» **Task requirements**
Write out the lines of the material below again word for word. Begin at the line that has "Where can you spot the concrete" and stop after the final line of the material, including both.

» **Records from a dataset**
************

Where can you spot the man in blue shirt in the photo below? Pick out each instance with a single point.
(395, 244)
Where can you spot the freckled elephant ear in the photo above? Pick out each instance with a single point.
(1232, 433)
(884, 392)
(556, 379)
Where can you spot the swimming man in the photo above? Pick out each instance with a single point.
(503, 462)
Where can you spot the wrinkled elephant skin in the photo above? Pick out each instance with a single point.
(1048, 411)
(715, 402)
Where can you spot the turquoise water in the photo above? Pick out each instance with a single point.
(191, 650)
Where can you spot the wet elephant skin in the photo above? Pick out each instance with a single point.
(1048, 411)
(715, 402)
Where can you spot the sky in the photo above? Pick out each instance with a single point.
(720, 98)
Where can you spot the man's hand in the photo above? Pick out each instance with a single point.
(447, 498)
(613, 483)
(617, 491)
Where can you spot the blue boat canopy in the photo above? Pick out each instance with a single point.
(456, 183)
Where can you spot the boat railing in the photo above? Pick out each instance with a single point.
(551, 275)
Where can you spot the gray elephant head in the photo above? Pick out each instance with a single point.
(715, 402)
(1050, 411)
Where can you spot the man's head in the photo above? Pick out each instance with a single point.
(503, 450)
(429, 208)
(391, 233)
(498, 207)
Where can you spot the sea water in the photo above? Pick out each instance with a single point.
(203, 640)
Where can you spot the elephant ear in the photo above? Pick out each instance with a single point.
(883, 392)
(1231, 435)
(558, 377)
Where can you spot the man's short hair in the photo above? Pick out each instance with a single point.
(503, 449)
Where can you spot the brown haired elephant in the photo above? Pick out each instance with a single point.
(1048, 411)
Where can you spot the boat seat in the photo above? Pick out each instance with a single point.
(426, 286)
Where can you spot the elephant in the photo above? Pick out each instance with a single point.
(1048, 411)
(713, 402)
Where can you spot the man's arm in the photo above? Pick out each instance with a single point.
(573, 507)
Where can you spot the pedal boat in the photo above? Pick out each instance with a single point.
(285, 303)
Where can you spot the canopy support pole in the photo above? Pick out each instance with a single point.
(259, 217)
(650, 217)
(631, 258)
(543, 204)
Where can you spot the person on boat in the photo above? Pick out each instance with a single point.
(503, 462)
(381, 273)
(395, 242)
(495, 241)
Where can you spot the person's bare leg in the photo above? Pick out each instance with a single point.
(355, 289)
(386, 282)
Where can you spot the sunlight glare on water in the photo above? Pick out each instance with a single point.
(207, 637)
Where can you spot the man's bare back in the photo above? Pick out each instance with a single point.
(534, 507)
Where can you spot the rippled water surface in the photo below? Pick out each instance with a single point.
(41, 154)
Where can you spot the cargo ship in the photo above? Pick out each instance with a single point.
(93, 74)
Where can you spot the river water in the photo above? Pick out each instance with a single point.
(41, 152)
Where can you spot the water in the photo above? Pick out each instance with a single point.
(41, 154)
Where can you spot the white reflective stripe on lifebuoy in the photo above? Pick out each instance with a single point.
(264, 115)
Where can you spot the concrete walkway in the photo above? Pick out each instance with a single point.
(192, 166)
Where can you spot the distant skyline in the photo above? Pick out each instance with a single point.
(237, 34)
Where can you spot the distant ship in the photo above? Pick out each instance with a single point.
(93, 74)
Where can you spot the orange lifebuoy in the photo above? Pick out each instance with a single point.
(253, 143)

************

» **Correct answer**
Where can you spot the concrete walkway in the photo above? Pick out each instance with a single point.
(192, 166)
Where can you spot the distant skyline in the photo above? Pick out each instance with a single point.
(237, 34)
Where can you spot the distant ship in the photo above? Pick out each instance with a single point.
(93, 74)
Where can you spot the orange lifebuoy in the photo above? Pick out each instance with a single point.
(253, 143)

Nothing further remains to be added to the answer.